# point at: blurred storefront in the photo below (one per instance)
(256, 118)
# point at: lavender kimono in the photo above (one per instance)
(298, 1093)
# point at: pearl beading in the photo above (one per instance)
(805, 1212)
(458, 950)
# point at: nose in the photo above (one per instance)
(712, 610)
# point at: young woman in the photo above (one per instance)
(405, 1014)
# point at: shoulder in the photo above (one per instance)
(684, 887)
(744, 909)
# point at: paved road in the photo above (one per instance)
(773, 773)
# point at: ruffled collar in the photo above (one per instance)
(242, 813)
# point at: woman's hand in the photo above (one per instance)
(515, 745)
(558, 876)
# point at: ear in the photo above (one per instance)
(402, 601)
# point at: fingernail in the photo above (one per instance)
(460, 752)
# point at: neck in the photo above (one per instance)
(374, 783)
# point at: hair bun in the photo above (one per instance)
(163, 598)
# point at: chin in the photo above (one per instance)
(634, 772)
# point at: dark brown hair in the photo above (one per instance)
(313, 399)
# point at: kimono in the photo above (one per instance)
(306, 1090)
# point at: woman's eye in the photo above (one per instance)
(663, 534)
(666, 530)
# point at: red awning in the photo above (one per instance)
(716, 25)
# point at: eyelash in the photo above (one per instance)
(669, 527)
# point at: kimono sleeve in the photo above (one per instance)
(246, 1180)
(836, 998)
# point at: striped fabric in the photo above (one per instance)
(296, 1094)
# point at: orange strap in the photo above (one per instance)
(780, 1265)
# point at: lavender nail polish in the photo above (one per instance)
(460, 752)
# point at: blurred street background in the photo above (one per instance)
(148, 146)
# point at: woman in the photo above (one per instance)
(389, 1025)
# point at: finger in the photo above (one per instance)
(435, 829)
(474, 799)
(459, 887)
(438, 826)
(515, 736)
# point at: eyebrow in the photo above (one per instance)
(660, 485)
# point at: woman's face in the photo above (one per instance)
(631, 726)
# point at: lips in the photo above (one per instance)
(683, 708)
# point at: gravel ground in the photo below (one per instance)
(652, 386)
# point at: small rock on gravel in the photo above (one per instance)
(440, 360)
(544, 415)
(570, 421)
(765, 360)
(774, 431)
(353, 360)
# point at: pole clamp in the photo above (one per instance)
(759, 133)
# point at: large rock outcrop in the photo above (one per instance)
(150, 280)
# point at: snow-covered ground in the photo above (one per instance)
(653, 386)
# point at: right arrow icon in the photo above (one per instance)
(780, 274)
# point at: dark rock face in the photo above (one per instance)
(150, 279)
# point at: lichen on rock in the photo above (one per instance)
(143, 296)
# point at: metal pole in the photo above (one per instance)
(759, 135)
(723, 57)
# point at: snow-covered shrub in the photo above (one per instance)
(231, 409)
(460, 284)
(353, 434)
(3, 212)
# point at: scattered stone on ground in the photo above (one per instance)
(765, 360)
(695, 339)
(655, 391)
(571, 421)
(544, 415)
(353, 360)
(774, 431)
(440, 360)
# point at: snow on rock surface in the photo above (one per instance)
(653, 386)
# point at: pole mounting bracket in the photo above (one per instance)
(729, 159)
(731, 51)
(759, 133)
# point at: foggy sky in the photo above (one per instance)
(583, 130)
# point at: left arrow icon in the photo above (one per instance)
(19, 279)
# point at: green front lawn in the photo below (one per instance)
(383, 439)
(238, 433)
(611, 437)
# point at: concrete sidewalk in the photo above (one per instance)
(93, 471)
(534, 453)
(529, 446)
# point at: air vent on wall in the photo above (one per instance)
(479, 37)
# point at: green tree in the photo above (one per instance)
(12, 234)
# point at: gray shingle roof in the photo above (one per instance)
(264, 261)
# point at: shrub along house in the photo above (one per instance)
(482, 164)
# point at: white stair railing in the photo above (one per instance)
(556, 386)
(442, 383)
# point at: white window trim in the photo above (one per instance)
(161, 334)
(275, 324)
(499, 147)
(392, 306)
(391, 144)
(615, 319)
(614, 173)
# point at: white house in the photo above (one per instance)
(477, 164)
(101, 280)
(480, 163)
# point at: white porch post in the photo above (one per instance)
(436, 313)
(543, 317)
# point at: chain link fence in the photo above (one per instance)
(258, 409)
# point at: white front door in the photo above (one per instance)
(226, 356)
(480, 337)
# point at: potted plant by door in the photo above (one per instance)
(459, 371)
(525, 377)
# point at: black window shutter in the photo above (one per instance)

★ ★ ★ ★

§ **Exercise instructions**
Write out every entry above, word for word.

§ **Written reply**
# point at: blurred storefront in the photo below (one per instance)
(256, 118)
# point at: lavender kimono in the photo above (one per instance)
(298, 1093)
# point at: pearl beading in the photo above (one per instance)
(805, 1212)
(458, 950)
# point at: nose in the photo above (one per instance)
(712, 610)
# point at: young woman in the photo above (one per instance)
(405, 1014)
# point at: shoulder in the photo above (one per instance)
(684, 887)
(744, 909)
# point at: paved road in the photo above (one per instance)
(773, 773)
# point at: ruffled collar in the photo above (one per instance)
(242, 813)
# point at: woman's hand in the photo above (one per instance)
(515, 745)
(558, 876)
# point at: ear in the photo above (one per instance)
(402, 601)
# point at: fingernail in the photo above (one per instance)
(460, 752)
# point at: neck in the photo above (one per instance)
(374, 783)
# point at: hair bun in the photo above (one per instance)
(163, 598)
# point at: chin in the photo above (one per instance)
(634, 772)
# point at: dark brown hair in the photo above (one per instance)
(313, 399)
# point at: kimono in the photo above (one per instance)
(306, 1090)
# point at: woman's eye in the photo above (one per instance)
(663, 534)
(666, 530)
# point at: red awning in the photo above (one per instance)
(716, 25)
# point at: eyelash in the photo above (one per instance)
(669, 527)
# point at: kimono sleeve in the photo above (one per instance)
(246, 1180)
(836, 998)
# point at: striped fabric in the photo above (one per instance)
(296, 1094)
# point at: orange strap in the photo above (one per instance)
(780, 1265)
# point at: lavender nail polish in the photo above (one per instance)
(460, 752)
# point at: blurred street background in the photo above (one per instance)
(148, 146)
# point at: woman in the photo above (one per instance)
(389, 1025)
# point at: finger in the photo above (one per instance)
(435, 829)
(474, 799)
(459, 887)
(438, 826)
(515, 736)
# point at: eyebrow in the photo above (one per instance)
(660, 485)
# point at: woman's face in the photo above (one per instance)
(631, 726)
# point at: lips in the photo above (one per instance)
(683, 708)
# point at: gravel ground in the photo below (one per instance)
(652, 386)
# point at: small rock on gravel in the photo above (one per instance)
(440, 360)
(544, 415)
(570, 421)
(765, 360)
(774, 431)
(353, 360)
# point at: pole clamp in the photo above (one per instance)
(759, 133)
# point at: large rock outcrop in the photo above (one per instance)
(150, 280)
# point at: snow-covered ground in the photo above (one per instance)
(653, 386)
# point at: right arrow icon in the photo above (one per instance)
(780, 274)
# point at: dark rock face in the photo above (one per instance)
(150, 279)
# point at: lichen on rock in the photo above (one per instance)
(143, 296)
# point at: metal pole in the photo above (one per instance)
(759, 135)
(723, 57)
# point at: snow-covered shrub in the photo above (one per instance)
(231, 409)
(460, 284)
(353, 434)
(3, 212)
# point at: scattered stone on ground in the photo above (one per instance)
(765, 360)
(695, 339)
(655, 391)
(571, 421)
(544, 415)
(353, 360)
(774, 431)
(440, 360)
# point at: snow on rock surface in the photo above (one per instance)
(653, 386)
# point at: pole mounting bracket in the photo above (one per instance)
(729, 159)
(731, 51)
(759, 133)
# point at: foggy sky in the photo above (one per instance)
(583, 130)
# point at: left arrow icon in the photo above (one per instance)
(19, 279)
# point at: green front lawn in the photo below (one per instance)
(383, 439)
(238, 433)
(611, 437)
# point at: concrete sidewalk in the photo above (one per instance)
(93, 471)
(534, 453)
(529, 446)
# point at: air vent on wall in the photo above (one per instance)
(479, 37)
# point at: green tree in the photo above (one per instance)
(12, 234)
# point at: gray shingle roof in the photo above (one per instance)
(264, 261)
# point at: shrub along house in the photo above (one per instance)
(482, 164)
# point at: white stair railing in the photo above (one per instance)
(556, 386)
(442, 383)
# point at: white window trim in the photo above (one per instance)
(161, 334)
(275, 324)
(499, 147)
(392, 306)
(391, 144)
(615, 319)
(614, 173)
# point at: white house in the photo above (one per instance)
(477, 164)
(101, 280)
(480, 163)
# point at: white porch post in the photo above (one per instance)
(436, 313)
(543, 317)
# point at: chain link fence in the photo above (one per instance)
(258, 409)
# point at: white front door in the photo above (one per instance)
(226, 356)
(480, 337)
# point at: potted plant by door in the photo above (one per instance)
(459, 371)
(525, 377)
# point at: black window shutter in the photo above (one per instance)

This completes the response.